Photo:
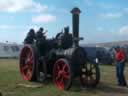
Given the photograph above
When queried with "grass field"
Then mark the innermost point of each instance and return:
(10, 80)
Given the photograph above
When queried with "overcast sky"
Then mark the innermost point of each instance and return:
(100, 20)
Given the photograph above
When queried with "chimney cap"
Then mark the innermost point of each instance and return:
(75, 10)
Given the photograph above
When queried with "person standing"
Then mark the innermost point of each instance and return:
(30, 37)
(120, 65)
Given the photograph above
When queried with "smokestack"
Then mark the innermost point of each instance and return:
(75, 21)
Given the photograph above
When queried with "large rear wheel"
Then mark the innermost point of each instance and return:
(27, 63)
(62, 74)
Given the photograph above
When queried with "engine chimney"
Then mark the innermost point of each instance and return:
(75, 21)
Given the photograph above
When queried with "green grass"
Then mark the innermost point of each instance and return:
(10, 78)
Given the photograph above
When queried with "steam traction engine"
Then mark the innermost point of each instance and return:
(63, 64)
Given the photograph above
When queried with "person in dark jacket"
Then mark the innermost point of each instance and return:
(41, 41)
(120, 65)
(40, 35)
(30, 37)
(67, 39)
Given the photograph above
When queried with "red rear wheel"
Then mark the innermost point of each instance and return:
(62, 74)
(27, 63)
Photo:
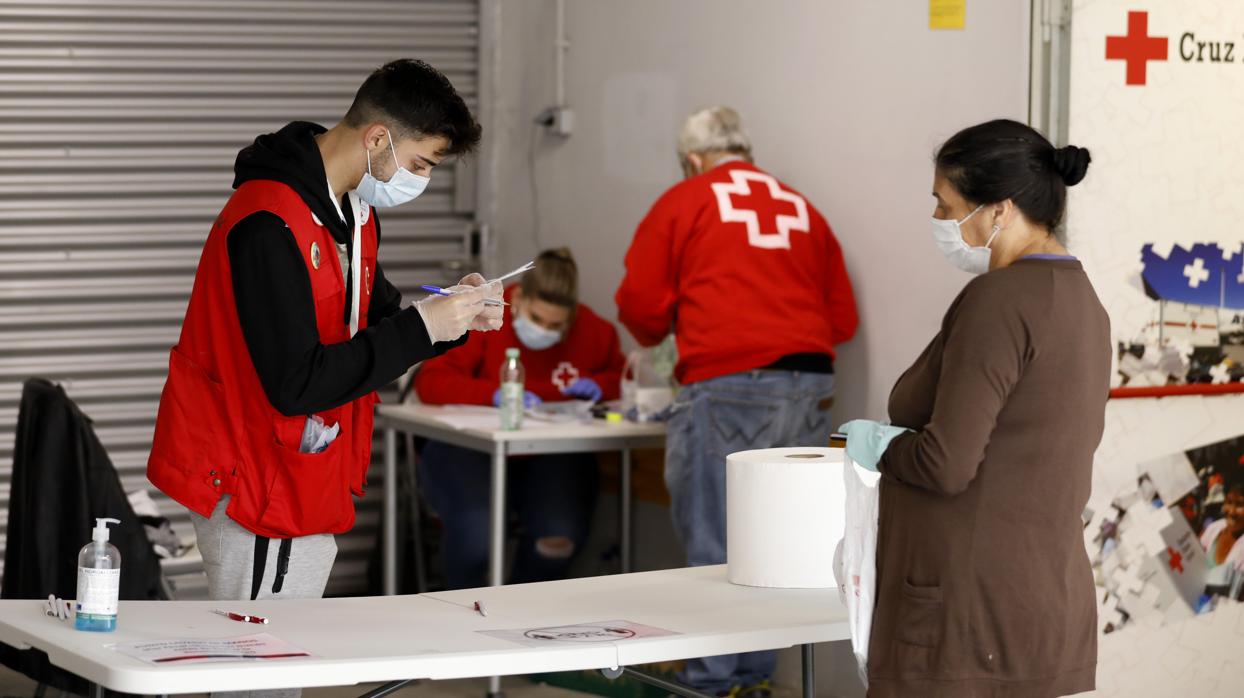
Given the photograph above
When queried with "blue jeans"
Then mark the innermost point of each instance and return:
(551, 495)
(712, 419)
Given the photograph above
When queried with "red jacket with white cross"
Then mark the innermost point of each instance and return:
(743, 269)
(470, 373)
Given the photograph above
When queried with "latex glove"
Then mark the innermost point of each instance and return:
(448, 317)
(530, 400)
(585, 388)
(493, 316)
(867, 441)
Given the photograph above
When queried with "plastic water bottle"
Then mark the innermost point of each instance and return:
(98, 581)
(513, 388)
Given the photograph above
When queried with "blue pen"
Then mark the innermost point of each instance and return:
(440, 291)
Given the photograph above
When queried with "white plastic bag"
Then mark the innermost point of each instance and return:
(646, 381)
(857, 575)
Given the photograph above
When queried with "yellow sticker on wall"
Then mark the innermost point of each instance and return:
——————
WHAT YOU WILL DO - Output every entry verbatim. Pictures do not belong in the copy.

SOLUTION TO THE EXERCISE -
Photo:
Given the photograph above
When queried with "grass field"
Then mark the innermost point of each instance and return:
(10, 80)
Given the photograph above
When queried with "overcast sky"
Then mark the innermost point of each instance and return:
(100, 20)
Given the photograph above
When queried with "chimney cap"
Then mark the innermost point of each instance and return:
(75, 10)
Given the photograph above
When queried with "person standing"
Then mark the innermost point of each instance and return:
(30, 37)
(120, 65)
Given the photograph above
When queried with "smokestack"
Then mark the innermost point of each instance and return:
(75, 21)
Given the photograph above
When queried with "large rear wheel"
Then mark the innermost point of each instance and return:
(27, 63)
(62, 74)
Given the photograph above
When queried with "engine chimney"
Then mark the innermost point of each instance and return:
(75, 21)
Given the photograph above
When queried with "green grass"
Then mark the innermost point of each instance and return:
(10, 78)
Given the photograph above
When queried with "steam traction engine"
Then mark the innermost point of each instance and return:
(63, 64)
Given the photograph above
When queried with "person in dark jacket"
Then mark the innermost point of each instance and return:
(41, 41)
(120, 65)
(40, 35)
(30, 37)
(67, 39)
Given the photograph above
When queried with "red rear wheel"
Then mark the innermost point of each instance and return:
(62, 74)
(27, 63)
Photo:
Given the photograph above
When queried with "blue jeans"
Then mark the innermost point of each instance and return:
(551, 495)
(712, 419)
Given the photograph above
When queried with "red jacket with white cross"
Then mark the innermost point of each instance and return:
(743, 269)
(470, 373)
Given the photograph above
When queried with "latex glove"
Then mark the innermost point of each instance and return:
(448, 317)
(530, 400)
(585, 388)
(493, 316)
(867, 441)
Given the photograph above
When queried with "plastic water bottle"
Then mark the innermost point of each instance and return:
(98, 581)
(513, 388)
Given the photograph above
When queried with "blue pen"
Then mark the innermost point of each instance and return:
(440, 291)
Given the photograph above
When queried with "white plastic bag"
Then mark the innermost point of each instance and return:
(646, 381)
(857, 575)
Given the photograph above
When queried with "yellow sticker on wall"
Then mark the innermost point of each instance and return:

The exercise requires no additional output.